PROBLEM STATEMENT:
The required output consists solely of the lines from the line containing "Put one point on every instance of the distant" through the end of the records, copied exactly.

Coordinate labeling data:
....
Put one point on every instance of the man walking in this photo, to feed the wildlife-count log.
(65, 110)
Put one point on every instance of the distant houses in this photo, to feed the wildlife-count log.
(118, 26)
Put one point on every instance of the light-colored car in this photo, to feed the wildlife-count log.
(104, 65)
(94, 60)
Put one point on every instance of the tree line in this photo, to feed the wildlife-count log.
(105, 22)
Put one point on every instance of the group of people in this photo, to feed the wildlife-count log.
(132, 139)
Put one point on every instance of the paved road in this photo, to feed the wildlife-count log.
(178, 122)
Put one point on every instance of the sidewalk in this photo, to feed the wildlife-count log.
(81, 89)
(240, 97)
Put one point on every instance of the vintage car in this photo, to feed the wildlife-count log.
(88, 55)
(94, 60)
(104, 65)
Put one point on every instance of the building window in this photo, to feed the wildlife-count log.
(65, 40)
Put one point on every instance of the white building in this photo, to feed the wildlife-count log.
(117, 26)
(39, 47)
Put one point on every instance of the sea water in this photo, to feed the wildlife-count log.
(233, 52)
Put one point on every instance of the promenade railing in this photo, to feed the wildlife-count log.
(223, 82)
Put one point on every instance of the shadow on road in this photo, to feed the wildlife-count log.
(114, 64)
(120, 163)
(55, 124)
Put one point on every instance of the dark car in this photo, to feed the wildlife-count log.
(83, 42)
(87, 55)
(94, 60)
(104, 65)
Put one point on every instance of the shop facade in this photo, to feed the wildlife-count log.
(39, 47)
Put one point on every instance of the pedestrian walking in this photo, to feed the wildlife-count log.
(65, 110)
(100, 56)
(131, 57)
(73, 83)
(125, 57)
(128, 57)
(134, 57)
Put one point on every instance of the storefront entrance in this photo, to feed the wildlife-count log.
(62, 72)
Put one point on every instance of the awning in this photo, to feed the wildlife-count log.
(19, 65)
....
EXERCISE OUTPUT:
Put one point on every instance of the distant houses in this photo, to feed the wildlife-count log.
(118, 26)
Put one point on every instance of the light-colored car in this photo, to feed the wildlife-count log.
(104, 65)
(94, 60)
Put one point on every instance of the tree line in this photo, to feed the wildlife-count log.
(105, 22)
Put one point on every instance of the group of people in this photo, to feed the wildlife-count log.
(132, 139)
Put one point on every instance of the paved road in this photo, to feed the wildlife-count log.
(178, 122)
Put one point on every instance of the sidewalk in this photo, to feed the wildlife-count log.
(81, 89)
(240, 97)
Put one point on every instance of the vintage car in this photo, to feed the wildlife-count log.
(88, 55)
(94, 60)
(104, 65)
Put one point on every instance of the building window in this photo, to feed the wildlife-count log.
(65, 40)
Put one point on every instance of the white building in this photo, to feed the wildlife-count log.
(117, 26)
(39, 47)
Put one point on every instance of the sea water in this photo, to feed the wildlife-count log.
(233, 52)
Put one point on every instance of the promenade railing in this photo, to feed the wildlife-count log.
(223, 82)
Put one point on every instance of the shadow on road in this photo, to feed the wildlife-count log.
(114, 64)
(120, 163)
(55, 124)
Put one point on every instance of the dark car in this photo, to feed the wildlife-count log.
(83, 42)
(87, 55)
(94, 60)
(104, 65)
Put one point on every instance of the shop facade in this photo, to feed the wildlife-count log.
(39, 47)
Put one point on every instance of the pedestrian walking in this photo, to feed the wildlife-count log.
(65, 110)
(100, 56)
(131, 57)
(73, 83)
(125, 57)
(128, 57)
(134, 57)
Put one point on every instance of the storefront entrance in this photo, to feed the wildlife-count log.
(62, 72)
Put one point on every instance of the awning in this photo, to feed the wildlife-count log.
(19, 65)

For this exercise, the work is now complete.